_Set exercise_
Copy the rows below, replacing "named target" with "specified object" wherever it occurs and leaving everything else unchanged.

_Data to process_
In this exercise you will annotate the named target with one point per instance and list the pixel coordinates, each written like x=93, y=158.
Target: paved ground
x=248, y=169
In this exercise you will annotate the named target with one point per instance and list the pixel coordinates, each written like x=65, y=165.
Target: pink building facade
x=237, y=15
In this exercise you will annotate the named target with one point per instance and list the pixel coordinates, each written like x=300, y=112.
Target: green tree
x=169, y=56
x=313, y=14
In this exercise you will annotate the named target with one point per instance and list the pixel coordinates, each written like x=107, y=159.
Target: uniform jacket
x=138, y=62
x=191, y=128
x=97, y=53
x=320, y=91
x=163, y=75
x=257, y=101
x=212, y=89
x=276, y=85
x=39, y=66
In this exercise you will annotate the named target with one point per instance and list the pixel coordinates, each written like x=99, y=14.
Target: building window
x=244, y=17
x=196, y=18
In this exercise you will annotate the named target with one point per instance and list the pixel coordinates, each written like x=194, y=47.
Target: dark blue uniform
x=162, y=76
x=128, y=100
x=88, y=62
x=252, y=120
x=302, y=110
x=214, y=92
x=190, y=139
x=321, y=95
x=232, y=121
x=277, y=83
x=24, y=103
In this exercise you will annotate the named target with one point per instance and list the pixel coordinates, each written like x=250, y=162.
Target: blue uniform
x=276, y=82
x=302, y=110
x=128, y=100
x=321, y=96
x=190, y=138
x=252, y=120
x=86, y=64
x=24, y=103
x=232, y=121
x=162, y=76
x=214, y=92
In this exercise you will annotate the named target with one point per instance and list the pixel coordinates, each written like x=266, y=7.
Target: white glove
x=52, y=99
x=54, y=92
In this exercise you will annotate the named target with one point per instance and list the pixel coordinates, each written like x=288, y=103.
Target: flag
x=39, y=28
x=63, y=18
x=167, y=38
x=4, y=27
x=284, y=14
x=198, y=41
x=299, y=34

_Full response_
In this exercise you will annotate the specified object with one point per instance and list the pixel coordinates, each written like x=93, y=158.
Target: paved ground
x=248, y=169
In this exercise you will annotate the specified object with one point per instance and list the pixel coordinates, each written like x=65, y=165.
Target: pink building facade
x=237, y=15
In this exercise you will annotate the specified object with one point per instance and list the pixel coordinates, each written like x=300, y=112.
Target: green tree
x=169, y=56
x=313, y=14
In this exercise you will annotate the specified object with one point per instance and list the pixel coordinates, each written like x=107, y=159.
Target: uniform jacket
x=138, y=62
x=191, y=128
x=97, y=53
x=320, y=91
x=163, y=75
x=257, y=101
x=212, y=89
x=276, y=85
x=39, y=66
In this exercise you will annotate the specified object with one point per instance and list the pixel coordinates, each written like x=99, y=14.
Target: building window
x=244, y=17
x=196, y=18
In this exercise you will annotate the specified object with one point per instance and list the pixel coordinates, each written like x=194, y=47.
Target: dark blue uniform
x=162, y=76
x=128, y=100
x=88, y=62
x=252, y=120
x=302, y=110
x=214, y=92
x=190, y=139
x=321, y=95
x=232, y=121
x=277, y=83
x=24, y=103
In this exercise you will annotate the specified object with one point per instance and list the pixel coordinates, each written like x=250, y=162.
Target: blue uniform
x=276, y=82
x=302, y=110
x=128, y=100
x=321, y=96
x=190, y=138
x=252, y=120
x=86, y=64
x=24, y=103
x=232, y=121
x=162, y=76
x=214, y=92
In this exercise you will annotate the specified object with one point per instance and list the pixel coordinates, each written like x=266, y=7.
Target: white glove
x=52, y=99
x=54, y=92
In this exercise you will annotate the specified object with one point per instance and list the pixel coordinates, each written like x=288, y=103.
Target: flag
x=39, y=28
x=63, y=18
x=167, y=38
x=4, y=27
x=284, y=14
x=198, y=41
x=299, y=34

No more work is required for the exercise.